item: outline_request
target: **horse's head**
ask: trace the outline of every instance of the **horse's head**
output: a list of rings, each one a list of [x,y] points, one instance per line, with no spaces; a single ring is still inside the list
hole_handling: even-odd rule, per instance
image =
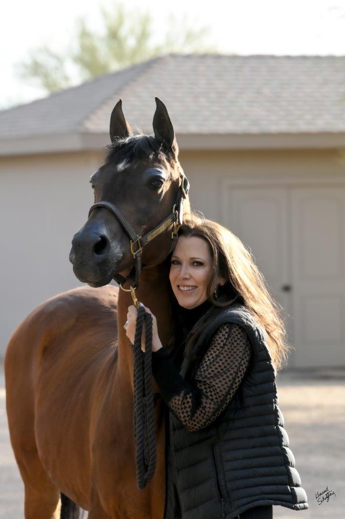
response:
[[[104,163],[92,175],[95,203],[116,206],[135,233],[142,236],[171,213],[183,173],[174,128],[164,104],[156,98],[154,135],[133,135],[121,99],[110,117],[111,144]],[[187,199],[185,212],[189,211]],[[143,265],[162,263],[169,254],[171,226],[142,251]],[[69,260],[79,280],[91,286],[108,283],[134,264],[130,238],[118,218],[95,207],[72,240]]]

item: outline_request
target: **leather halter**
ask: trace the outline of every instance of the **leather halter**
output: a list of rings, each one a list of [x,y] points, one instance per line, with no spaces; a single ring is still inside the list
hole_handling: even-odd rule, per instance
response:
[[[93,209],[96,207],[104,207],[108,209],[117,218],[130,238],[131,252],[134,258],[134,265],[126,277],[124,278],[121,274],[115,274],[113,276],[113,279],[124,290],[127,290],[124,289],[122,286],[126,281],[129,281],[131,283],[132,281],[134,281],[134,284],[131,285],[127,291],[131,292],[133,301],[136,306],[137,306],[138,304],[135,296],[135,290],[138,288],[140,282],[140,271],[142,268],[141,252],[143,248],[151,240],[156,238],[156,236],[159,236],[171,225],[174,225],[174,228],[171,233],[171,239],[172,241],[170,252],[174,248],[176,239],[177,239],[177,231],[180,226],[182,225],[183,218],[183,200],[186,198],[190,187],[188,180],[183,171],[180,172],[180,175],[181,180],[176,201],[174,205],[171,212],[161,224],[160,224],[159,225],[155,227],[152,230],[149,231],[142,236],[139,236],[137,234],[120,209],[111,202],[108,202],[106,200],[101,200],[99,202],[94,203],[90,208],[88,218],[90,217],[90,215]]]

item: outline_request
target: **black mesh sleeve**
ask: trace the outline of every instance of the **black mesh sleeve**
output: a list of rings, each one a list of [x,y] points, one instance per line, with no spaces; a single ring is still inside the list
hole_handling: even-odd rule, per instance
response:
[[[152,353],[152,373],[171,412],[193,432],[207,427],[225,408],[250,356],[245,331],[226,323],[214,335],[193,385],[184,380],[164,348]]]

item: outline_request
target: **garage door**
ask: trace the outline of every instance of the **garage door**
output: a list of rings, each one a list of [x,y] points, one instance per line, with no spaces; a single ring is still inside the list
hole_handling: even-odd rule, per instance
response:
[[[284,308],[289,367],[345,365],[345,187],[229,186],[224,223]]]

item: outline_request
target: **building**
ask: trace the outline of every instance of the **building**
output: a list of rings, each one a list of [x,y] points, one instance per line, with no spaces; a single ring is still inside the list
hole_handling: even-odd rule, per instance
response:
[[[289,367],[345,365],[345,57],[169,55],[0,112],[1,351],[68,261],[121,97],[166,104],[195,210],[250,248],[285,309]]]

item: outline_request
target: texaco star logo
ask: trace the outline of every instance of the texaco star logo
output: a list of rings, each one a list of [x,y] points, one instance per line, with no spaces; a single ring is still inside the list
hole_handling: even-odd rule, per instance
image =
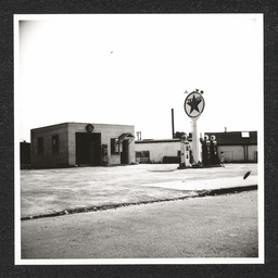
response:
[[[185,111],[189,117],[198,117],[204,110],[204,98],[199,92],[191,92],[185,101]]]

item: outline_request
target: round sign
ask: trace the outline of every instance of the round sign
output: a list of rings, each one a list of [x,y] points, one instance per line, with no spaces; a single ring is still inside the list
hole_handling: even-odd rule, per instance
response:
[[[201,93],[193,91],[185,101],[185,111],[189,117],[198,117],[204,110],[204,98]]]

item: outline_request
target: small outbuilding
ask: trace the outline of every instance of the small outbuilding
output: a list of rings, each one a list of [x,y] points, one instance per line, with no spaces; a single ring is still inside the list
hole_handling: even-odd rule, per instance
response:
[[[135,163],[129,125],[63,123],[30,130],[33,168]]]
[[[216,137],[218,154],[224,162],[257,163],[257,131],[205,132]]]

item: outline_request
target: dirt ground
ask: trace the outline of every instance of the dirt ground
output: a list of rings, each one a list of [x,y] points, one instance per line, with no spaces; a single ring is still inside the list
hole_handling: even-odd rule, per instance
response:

Problem to work on: Go through the listing above and quote it exactly, apart from its images.

Output of the exercise:
item: outline_request
target: **horse's head**
ask: trace the outline of every instance of the **horse's head**
output: a list of rings, each one a list of [x,y] points, one instance per line, with no spaces; a single ring is still inside the list
hole_handling: even-odd rule, per instance
image =
response:
[[[104,163],[92,175],[95,203],[116,206],[135,233],[142,236],[171,213],[183,173],[174,128],[164,104],[156,98],[154,135],[133,135],[121,99],[110,117],[111,144]],[[187,199],[185,212],[189,211]],[[143,265],[162,263],[169,254],[171,226],[142,251]],[[69,260],[79,280],[91,286],[108,283],[134,264],[130,238],[118,218],[95,207],[72,240]]]

item: outline_request
target: **leather halter**
ask: trace the outline of every instance of the **leather halter**
output: a list of rings, each one a list of [x,y] points, one instance per line, with no spaces; a single ring is still inside the list
hole_handling: even-odd rule, per instance
response:
[[[93,209],[96,207],[104,207],[108,209],[117,218],[130,238],[131,252],[134,258],[134,265],[126,277],[124,278],[121,274],[115,274],[113,276],[113,279],[124,290],[127,290],[124,289],[122,286],[126,281],[129,281],[131,283],[132,281],[134,281],[134,284],[131,285],[127,291],[131,292],[133,301],[136,306],[137,306],[138,304],[135,296],[135,290],[138,288],[140,282],[140,271],[142,268],[141,252],[143,248],[151,240],[156,238],[156,236],[159,236],[171,225],[174,225],[174,228],[171,233],[171,239],[172,241],[170,252],[174,248],[176,239],[177,239],[177,231],[180,226],[182,225],[183,218],[183,200],[186,198],[190,187],[188,180],[183,171],[180,172],[180,175],[181,180],[176,201],[174,205],[171,212],[161,224],[160,224],[159,225],[155,227],[152,230],[149,231],[142,236],[139,236],[137,234],[120,209],[111,202],[108,202],[106,200],[101,200],[99,202],[94,203],[90,208],[88,218],[90,217],[90,215]]]

item: outline_request
target: **black mesh sleeve**
ask: trace the outline of every instance of the **black mesh sleeve**
output: a list of rings, each one a list of [x,y] points, one instance per line, with no spaces; a single ring is still inside the list
hole_handling: even-odd rule, per instance
response:
[[[152,353],[152,373],[171,412],[193,432],[207,427],[225,408],[250,356],[245,331],[226,323],[214,335],[193,385],[184,380],[164,348]]]

item: outline_request
target: **garage door**
ask: trace the outline of every instance of the **garage door**
output: a list of rings, each one a list of [x,y] points, one instance per line, with no spaces; a single ring is still inside the list
hole_handling: even-odd rule, per instance
response:
[[[284,308],[289,367],[345,365],[345,187],[229,186],[224,223]]]

item: outline_request
target: **building**
ask: trace the outline of every instance of the **building**
output: a list of rings, each one a list of [x,y] points, one instance per line, with no spaces; a single ring is still inside the list
hole_handling: even-odd rule, per instance
response:
[[[289,367],[345,365],[345,57],[169,55],[0,112],[1,351],[68,261],[121,97],[166,104],[195,210],[250,248],[285,309]]]

item: outline_request
target: texaco star logo
ask: trace the outline of every instance of the texaco star logo
output: a list of rings, each one a list of [x,y] points, one instance per line, with no spaces; a single ring is still inside the list
hole_handling: even-odd rule, per instance
image =
response:
[[[185,111],[189,117],[198,117],[204,110],[204,98],[199,92],[191,92],[185,101]]]

item: outline_request
target: round sign
ask: trace the outline of every instance of the round sign
output: a list of rings, each one a list of [x,y] points, one instance per line, with no spaces; a single ring is still inside the list
hole_handling: even-odd rule, per instance
response:
[[[201,93],[193,91],[185,101],[185,111],[189,117],[198,117],[204,110],[204,98]]]

item: outline_request
target: small outbuilding
ask: trace the outline of every instance of the small outbuilding
output: a list of rings, each one a list of [x,y] points, one instance per line, with no spaces; a single ring is still inside the list
hole_handling: even-odd rule, per instance
response:
[[[135,163],[129,125],[63,123],[30,130],[33,168]]]
[[[216,137],[218,154],[224,162],[257,163],[257,131],[205,132]]]

item: outline_request
target: dirt ground
ask: trace the outline of every instance of the dirt ground
output: a list of rings, each one a list of [x,y] points, one instance per line, with no spaces; a single ring is still inside the list
hole_handling: even-odd rule, per instance
response:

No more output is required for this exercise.